Please copy all of the entries exactly, but drop every picture.

- Opening Delimiter -

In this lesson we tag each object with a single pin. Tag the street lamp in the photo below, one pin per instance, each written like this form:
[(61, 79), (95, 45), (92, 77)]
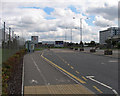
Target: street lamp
[(81, 29)]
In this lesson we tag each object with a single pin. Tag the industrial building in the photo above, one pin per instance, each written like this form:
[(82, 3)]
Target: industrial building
[(110, 33)]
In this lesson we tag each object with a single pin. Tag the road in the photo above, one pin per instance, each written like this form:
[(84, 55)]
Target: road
[(40, 77), (99, 72)]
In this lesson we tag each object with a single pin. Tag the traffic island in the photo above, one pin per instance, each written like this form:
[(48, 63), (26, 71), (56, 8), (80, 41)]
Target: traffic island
[(108, 52)]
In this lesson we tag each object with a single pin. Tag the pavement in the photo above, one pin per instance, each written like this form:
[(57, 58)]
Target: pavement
[(100, 73), (41, 77), (116, 53)]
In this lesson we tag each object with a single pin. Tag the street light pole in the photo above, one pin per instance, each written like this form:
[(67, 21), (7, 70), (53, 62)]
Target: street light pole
[(80, 29)]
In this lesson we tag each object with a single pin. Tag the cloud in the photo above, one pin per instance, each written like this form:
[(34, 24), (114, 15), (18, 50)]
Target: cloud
[(108, 12)]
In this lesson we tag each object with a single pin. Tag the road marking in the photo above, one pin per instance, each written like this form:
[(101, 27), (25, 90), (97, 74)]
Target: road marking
[(77, 72), (91, 78), (84, 78), (97, 89), (78, 79), (72, 67), (40, 73)]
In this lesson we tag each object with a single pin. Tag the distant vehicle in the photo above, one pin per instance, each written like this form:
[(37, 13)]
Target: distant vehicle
[(59, 44)]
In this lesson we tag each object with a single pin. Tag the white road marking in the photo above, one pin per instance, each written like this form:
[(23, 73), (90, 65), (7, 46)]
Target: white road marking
[(34, 81), (91, 78)]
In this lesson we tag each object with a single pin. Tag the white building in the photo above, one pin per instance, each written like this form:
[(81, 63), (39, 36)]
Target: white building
[(110, 33)]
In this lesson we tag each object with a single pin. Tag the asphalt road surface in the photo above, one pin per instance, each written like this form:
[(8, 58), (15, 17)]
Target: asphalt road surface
[(43, 78), (99, 72)]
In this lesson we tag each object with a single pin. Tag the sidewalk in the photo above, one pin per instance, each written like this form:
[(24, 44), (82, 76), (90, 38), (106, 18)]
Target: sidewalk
[(57, 89), (116, 53)]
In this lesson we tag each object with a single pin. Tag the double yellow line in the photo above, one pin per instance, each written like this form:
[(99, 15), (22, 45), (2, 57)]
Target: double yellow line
[(76, 78)]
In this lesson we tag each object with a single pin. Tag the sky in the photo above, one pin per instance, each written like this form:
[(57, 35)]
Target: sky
[(52, 19)]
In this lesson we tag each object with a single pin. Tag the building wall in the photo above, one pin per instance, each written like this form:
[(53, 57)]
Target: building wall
[(108, 34)]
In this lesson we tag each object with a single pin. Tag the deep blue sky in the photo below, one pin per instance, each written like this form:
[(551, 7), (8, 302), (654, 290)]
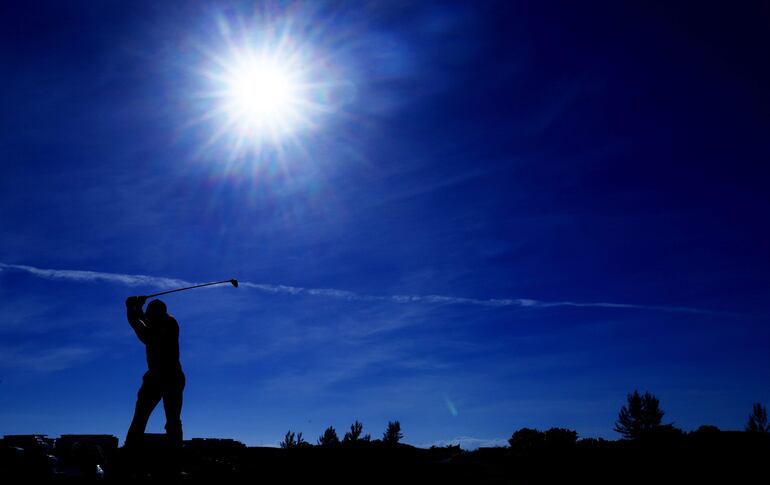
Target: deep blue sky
[(560, 152)]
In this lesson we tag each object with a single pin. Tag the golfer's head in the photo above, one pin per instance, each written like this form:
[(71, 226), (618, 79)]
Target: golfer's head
[(156, 310)]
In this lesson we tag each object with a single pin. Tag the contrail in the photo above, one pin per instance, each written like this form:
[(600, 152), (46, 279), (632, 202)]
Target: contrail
[(168, 283)]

- Closing Delimiter -

(ANSWER TO THIS EXERCISE)
In this lesson we tag each object with a single pin. Tag the street lamp in the photo below, one pin per instance, each written like this form:
[(61, 79), (95, 45), (92, 77)]
Target: street lamp
[(81, 29)]
In this lesson we tag each object with a single pin. Tag the industrial building in the photo above, one pin per instance, each written like this form:
[(82, 3)]
Target: industrial building
[(110, 33)]
In this lesson we tag each object with a single pin. Tag the road in the photo above, one pin per instance, each written like this form:
[(84, 55)]
Target: road
[(40, 77), (99, 72)]
In this lesson we tag each object with a single pin. Tag the traffic island in the photo above, one pin per instance, each written like this form:
[(48, 63), (26, 71), (56, 8), (80, 41)]
Target: traffic island
[(108, 52)]
In this lesson we tag each object with a single pin. Tag the pavement in the photo above, one pin per instance, each written like this form:
[(57, 58)]
Target: pavement
[(100, 73), (41, 77), (116, 53)]
In this lesson we tag each object with a single pin. Tag the street light pole in the photo above, one pin per instance, each written like this form:
[(67, 21), (7, 70), (53, 62)]
Target: street light pole
[(80, 29)]
In this lesson we tag each object with a single pin. Tag the cloud in the photo above, one pin per instance, each written like this form:
[(34, 24), (114, 15), (18, 50)]
Target: cloud
[(108, 12)]
In this lesson we tag each object with a single pin. Tag the road marking in the photo above, one pin per instance, each written like this form:
[(101, 27), (25, 90), (97, 74)]
Target: road marking
[(77, 72), (91, 78), (84, 78), (97, 89), (78, 79), (72, 67), (40, 73)]
In this lesson we tag each object with a single pin. Tag the distant vehicle in the photo above, one pin per instance, each written like this form:
[(37, 13)]
Target: distant vehicle
[(59, 44)]
In this lesson we tag each object with a single pin. Tag the white road marking in the photo above, one pin per instance, each written like this form:
[(23, 73), (90, 65), (7, 46)]
Target: white road marking
[(34, 81), (91, 78)]
In this lesson we tag each object with a single pin. Tag the white building in the photo above, one pin per instance, each written like this form:
[(81, 63), (39, 36)]
Target: white building
[(110, 33)]
In this lesson we tag each object with a single pin. Tag the asphalt road surface in the photo above, one pin per instance, each written like this form:
[(8, 58), (15, 17)]
Target: asphalt road surface
[(43, 78), (99, 72)]
In this lesson we tag each object with a single pin. Tag the sidewalk in the photo above, one pin per instance, each written like this form:
[(24, 44), (82, 76), (90, 38), (106, 18)]
Target: sidewalk
[(57, 89), (116, 53)]
In this lesson we tag each object with a single pin. Tag the double yellow line in the photo above, one pin per instance, each written like this form:
[(99, 15), (22, 45), (2, 57)]
Target: double yellow line
[(76, 78)]
In this lesson we tag each object with a single pin. Tag the sky in the photo above, one pin per instance, each written like this form:
[(57, 35)]
Target: sky
[(52, 19)]
In this lesson we tag each object with a single pin. Tag the building wall in the photo above, one pin per instance, each written like this form:
[(53, 57)]
Target: building wall
[(108, 34)]
In this lesson we tag each object with a single pin. Tag the deep blue sky in the photo below, one pin per instance, each written like this form:
[(551, 7), (8, 302), (654, 290)]
Target: deep blue sky
[(560, 152)]
In this lesson we tag each object with a single pin. Tag the golfer's head in the photo above, one pin per instance, each written like this form:
[(71, 226), (618, 79)]
Target: golfer's head
[(156, 310)]
In this lesson we tag each object with a single pin. Tag the contrail in the photo above, one pin per instance, each written like this form:
[(600, 152), (46, 279), (632, 202)]
Target: contrail
[(168, 283)]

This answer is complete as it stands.